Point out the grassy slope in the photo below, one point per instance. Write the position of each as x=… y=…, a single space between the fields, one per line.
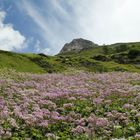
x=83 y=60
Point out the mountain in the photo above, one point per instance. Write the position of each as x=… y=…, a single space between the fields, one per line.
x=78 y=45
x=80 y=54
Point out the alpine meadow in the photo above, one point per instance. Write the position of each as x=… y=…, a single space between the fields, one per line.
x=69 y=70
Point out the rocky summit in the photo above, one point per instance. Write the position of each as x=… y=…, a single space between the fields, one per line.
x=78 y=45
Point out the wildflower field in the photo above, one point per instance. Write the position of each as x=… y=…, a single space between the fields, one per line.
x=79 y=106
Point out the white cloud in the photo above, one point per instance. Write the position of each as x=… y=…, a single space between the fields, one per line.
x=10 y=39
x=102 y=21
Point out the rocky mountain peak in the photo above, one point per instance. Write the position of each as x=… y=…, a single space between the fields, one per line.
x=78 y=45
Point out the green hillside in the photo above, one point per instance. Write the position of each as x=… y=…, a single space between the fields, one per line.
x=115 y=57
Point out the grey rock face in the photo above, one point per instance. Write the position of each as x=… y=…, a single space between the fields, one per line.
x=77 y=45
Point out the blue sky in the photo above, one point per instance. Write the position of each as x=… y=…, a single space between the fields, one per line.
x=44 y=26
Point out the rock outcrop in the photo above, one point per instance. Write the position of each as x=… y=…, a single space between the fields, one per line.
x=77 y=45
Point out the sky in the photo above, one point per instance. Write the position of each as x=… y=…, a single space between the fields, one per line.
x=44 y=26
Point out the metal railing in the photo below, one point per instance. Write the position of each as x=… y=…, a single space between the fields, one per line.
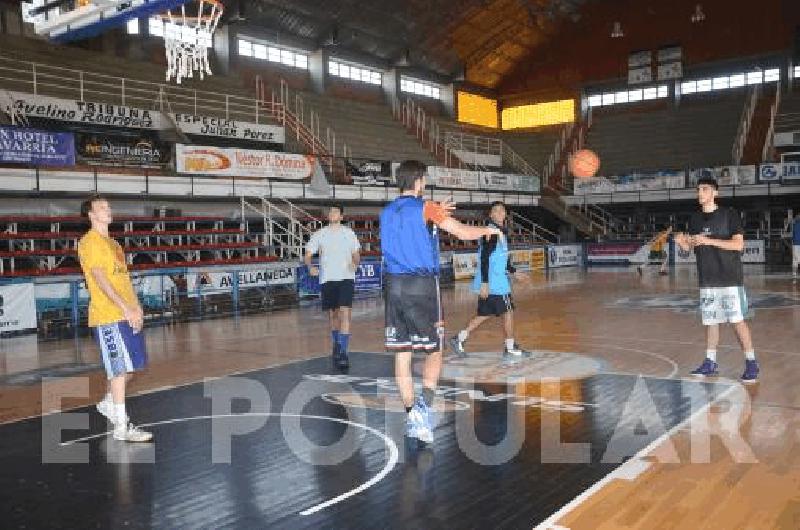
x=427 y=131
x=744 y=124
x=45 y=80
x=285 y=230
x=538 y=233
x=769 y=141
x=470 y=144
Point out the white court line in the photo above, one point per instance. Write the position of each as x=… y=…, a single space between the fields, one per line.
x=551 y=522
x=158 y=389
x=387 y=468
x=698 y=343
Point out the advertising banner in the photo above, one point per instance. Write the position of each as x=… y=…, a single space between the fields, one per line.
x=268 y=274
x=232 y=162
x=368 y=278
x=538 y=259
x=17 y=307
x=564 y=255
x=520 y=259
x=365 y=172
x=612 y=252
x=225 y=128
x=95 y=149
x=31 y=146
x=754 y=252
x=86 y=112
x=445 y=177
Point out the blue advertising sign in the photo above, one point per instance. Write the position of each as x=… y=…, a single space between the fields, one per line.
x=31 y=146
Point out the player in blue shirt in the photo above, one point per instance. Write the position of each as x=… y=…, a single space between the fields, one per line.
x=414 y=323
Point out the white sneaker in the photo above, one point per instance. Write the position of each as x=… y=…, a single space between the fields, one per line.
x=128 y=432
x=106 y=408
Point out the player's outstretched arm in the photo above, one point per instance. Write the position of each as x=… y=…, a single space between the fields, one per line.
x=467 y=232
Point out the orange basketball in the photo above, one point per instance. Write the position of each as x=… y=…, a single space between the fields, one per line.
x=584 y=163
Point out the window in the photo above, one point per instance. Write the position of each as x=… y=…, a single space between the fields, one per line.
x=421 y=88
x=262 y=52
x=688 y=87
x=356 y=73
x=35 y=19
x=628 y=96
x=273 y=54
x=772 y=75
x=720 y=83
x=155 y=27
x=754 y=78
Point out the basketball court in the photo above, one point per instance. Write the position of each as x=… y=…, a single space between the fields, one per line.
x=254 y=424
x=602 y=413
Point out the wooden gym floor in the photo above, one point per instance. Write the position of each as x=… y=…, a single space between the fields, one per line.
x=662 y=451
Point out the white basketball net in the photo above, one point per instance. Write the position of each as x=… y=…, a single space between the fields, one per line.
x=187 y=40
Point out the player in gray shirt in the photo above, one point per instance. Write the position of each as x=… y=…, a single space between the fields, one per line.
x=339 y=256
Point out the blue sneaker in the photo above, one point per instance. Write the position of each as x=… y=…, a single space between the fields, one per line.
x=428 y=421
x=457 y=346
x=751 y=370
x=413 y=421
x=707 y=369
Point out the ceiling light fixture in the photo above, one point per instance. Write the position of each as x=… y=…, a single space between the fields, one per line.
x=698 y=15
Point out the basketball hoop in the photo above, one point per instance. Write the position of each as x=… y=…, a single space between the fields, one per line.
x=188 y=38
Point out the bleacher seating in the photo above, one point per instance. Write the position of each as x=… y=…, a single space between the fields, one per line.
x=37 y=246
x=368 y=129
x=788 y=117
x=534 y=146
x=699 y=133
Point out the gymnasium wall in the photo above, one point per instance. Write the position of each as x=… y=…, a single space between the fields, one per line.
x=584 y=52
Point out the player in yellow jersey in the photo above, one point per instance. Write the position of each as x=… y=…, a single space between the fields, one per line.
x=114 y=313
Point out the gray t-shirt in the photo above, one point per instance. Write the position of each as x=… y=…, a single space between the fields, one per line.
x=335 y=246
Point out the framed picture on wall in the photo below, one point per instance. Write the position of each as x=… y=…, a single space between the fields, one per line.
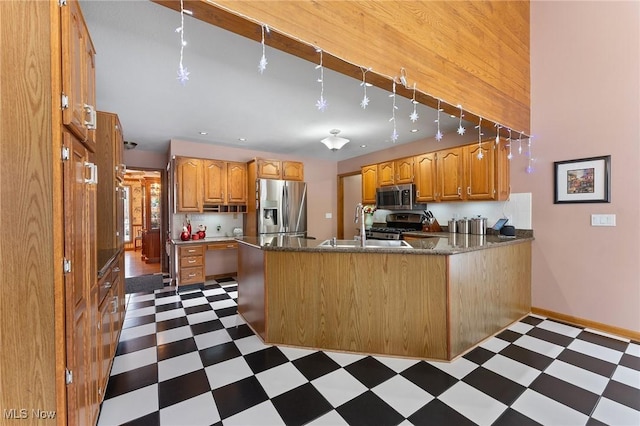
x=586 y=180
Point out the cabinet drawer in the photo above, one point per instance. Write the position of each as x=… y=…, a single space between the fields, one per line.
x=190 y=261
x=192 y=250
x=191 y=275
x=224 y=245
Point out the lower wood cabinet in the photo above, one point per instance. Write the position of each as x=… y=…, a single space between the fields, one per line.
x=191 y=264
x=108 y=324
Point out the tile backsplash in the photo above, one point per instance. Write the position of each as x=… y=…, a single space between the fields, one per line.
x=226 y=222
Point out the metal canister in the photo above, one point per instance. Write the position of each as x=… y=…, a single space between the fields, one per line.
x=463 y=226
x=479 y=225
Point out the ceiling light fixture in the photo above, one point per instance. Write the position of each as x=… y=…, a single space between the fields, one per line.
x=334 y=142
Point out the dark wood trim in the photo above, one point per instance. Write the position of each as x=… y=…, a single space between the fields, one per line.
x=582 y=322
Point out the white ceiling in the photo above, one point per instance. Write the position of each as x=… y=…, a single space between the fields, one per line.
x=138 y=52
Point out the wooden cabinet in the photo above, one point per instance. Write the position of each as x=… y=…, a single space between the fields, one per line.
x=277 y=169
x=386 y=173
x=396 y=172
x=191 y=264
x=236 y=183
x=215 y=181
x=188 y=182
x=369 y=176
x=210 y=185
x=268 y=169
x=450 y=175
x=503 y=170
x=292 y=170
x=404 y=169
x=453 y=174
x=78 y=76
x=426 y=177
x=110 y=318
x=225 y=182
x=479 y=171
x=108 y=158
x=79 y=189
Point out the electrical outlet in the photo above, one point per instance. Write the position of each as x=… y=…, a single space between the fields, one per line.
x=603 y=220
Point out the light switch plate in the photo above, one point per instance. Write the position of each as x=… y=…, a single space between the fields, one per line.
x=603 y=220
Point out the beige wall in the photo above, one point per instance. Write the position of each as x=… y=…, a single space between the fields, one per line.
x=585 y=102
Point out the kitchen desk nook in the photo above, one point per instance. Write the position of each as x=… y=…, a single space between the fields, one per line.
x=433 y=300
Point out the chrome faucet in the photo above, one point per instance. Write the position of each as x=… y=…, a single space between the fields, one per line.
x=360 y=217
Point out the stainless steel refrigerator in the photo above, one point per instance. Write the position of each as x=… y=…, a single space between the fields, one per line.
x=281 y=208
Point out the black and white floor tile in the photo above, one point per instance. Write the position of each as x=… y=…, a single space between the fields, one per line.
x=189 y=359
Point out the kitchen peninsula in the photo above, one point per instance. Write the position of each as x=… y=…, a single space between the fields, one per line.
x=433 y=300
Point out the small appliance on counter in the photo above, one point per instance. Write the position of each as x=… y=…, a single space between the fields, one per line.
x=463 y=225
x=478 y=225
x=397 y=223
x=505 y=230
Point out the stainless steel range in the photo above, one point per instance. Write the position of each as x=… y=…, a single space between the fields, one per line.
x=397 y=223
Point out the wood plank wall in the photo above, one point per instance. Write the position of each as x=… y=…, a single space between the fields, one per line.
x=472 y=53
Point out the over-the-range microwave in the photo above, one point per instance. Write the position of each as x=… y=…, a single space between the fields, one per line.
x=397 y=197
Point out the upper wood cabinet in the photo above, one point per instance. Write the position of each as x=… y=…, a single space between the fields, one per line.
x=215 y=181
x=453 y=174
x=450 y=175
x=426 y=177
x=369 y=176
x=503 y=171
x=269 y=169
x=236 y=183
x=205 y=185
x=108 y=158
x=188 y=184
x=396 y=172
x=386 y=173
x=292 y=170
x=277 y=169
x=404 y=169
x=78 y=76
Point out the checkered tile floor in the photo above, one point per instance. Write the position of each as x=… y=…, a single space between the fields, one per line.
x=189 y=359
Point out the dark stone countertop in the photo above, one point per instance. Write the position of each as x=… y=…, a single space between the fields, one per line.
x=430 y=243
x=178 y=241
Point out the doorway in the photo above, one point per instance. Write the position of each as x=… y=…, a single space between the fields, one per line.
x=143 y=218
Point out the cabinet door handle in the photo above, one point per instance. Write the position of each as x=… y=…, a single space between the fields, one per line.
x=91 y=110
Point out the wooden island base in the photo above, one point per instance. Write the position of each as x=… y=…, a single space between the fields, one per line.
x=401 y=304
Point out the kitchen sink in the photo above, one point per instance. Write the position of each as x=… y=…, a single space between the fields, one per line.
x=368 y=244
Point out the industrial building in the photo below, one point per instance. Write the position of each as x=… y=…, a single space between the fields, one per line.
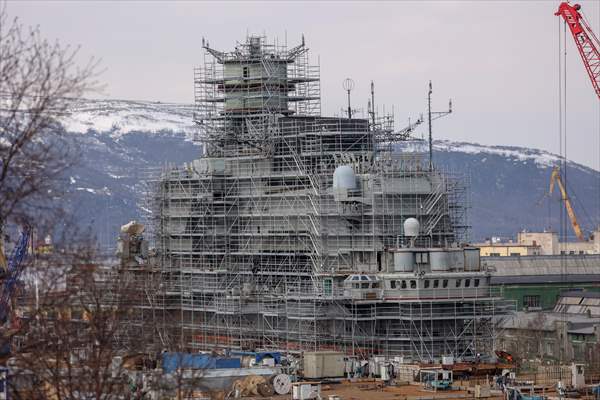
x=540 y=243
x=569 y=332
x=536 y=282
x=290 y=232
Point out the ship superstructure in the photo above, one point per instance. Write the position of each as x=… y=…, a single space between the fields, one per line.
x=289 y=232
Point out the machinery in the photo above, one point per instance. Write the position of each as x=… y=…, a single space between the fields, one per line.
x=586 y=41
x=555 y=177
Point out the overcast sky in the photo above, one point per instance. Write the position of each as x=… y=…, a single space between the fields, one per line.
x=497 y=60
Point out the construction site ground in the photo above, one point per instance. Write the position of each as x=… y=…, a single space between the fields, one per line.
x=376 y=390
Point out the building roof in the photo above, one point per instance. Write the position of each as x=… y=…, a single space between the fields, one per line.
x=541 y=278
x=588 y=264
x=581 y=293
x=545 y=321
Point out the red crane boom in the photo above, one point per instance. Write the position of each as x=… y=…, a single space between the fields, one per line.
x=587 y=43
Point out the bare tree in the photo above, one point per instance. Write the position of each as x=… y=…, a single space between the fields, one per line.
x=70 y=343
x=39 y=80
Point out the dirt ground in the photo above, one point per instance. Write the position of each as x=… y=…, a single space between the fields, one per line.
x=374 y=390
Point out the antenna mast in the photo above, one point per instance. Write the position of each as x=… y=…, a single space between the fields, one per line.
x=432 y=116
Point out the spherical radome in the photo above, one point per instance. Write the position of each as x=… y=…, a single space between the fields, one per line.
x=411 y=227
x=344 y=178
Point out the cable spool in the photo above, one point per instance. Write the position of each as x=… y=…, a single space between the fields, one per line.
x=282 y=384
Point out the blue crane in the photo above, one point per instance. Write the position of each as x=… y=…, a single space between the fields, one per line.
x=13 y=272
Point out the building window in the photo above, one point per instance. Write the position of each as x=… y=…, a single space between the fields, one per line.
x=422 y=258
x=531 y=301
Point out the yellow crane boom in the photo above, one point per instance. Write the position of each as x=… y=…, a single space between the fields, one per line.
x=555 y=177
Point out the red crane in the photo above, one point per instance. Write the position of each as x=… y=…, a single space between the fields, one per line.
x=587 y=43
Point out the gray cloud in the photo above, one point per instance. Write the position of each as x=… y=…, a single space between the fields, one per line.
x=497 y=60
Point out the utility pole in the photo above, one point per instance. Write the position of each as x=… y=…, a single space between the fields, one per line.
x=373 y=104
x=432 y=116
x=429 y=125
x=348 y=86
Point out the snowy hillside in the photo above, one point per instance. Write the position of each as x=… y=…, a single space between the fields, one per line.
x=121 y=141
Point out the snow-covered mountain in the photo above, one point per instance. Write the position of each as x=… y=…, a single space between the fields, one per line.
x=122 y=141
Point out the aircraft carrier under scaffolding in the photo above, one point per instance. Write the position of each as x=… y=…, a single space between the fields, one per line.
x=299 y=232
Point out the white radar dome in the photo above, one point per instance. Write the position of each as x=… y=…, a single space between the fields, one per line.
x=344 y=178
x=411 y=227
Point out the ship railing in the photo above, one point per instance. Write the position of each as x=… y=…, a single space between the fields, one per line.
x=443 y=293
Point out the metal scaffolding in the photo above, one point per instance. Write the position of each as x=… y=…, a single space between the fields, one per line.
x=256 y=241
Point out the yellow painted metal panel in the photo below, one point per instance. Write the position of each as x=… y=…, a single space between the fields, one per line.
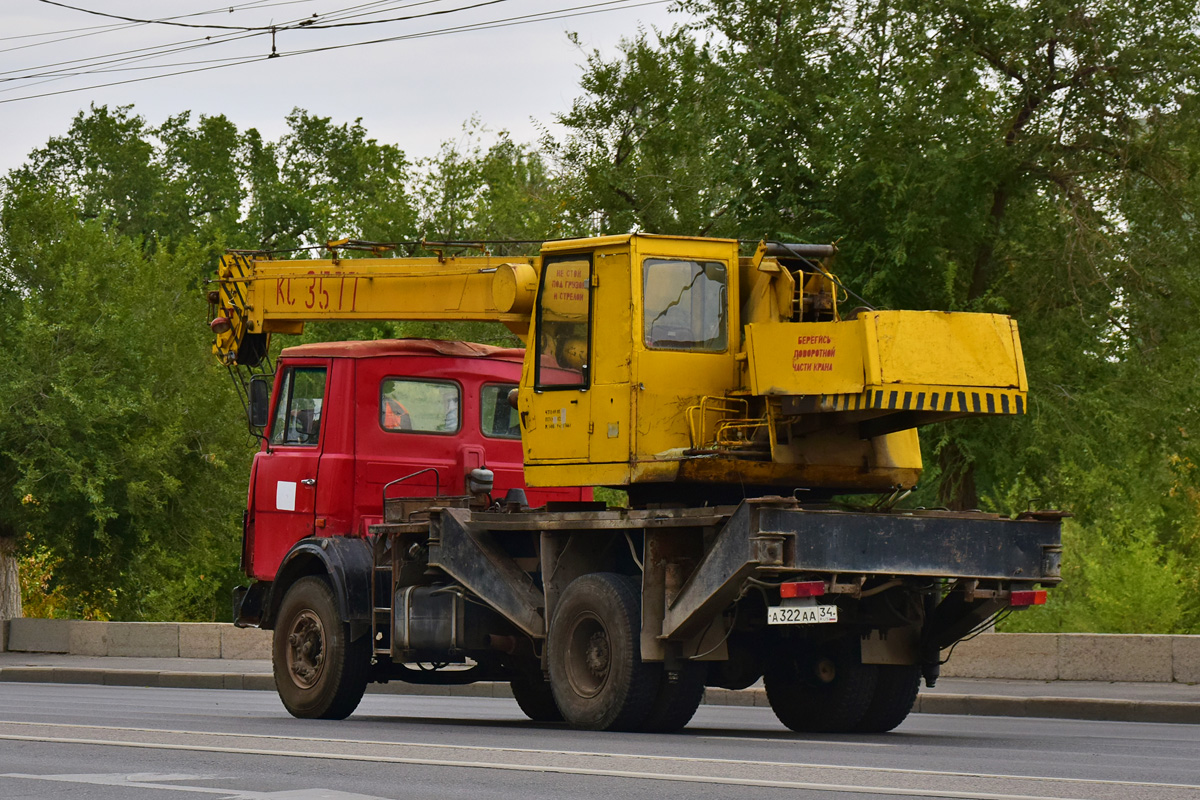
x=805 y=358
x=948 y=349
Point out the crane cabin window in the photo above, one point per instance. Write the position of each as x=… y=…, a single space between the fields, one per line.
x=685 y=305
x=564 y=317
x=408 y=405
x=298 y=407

________

(Exercise directions): Above are the records. Copy exactly, and only, the lines from the line containing "Point out the utility" through the last one, omitting any pictures.

(Task answer):
Point out the utility pole in the photo above, one point per instance. Write the position of each as x=… y=…, a single space between the fields, one per line.
x=373 y=104
x=432 y=116
x=429 y=125
x=348 y=86
Point out the snowy hillside in the photo above, one point per instance. Write the position of each as x=… y=…, a single space between the fields, one per line.
x=121 y=141
Point out the snow-covered mountain in the photo above, one point per instance. Write the position of each as x=… y=…, a single space between the fields, one per line.
x=122 y=141
Point out the aircraft carrier under scaffolding in the photo above, one point per instance. Write the position of each as x=… y=…, a single space between the fields, one per line.
x=299 y=232
Point out the white radar dome in the photo above, one point per instance. Write the position of each as x=… y=…, a single space between the fields, one per line.
x=344 y=178
x=411 y=227
Point out the ship railing in the photo above, one point per instance. Write the position of each as x=… y=…, a single space between the fields, one per line.
x=443 y=293
Point out the metal scaffolding in the photo above, one point per instance. Write the position of each as x=… y=…, a single space between the fields, one per line.
x=256 y=241
Point out the yellow painted metal panel in the photo below, one point per instance. Write the position of each as x=… y=…, a single space between the fields, one per line.
x=805 y=358
x=948 y=349
Point out the crane cabin window in the photo above, one point per instance. Write the position of each as x=… y=…, a single space between the fields, one per line.
x=685 y=305
x=564 y=317
x=408 y=405
x=298 y=407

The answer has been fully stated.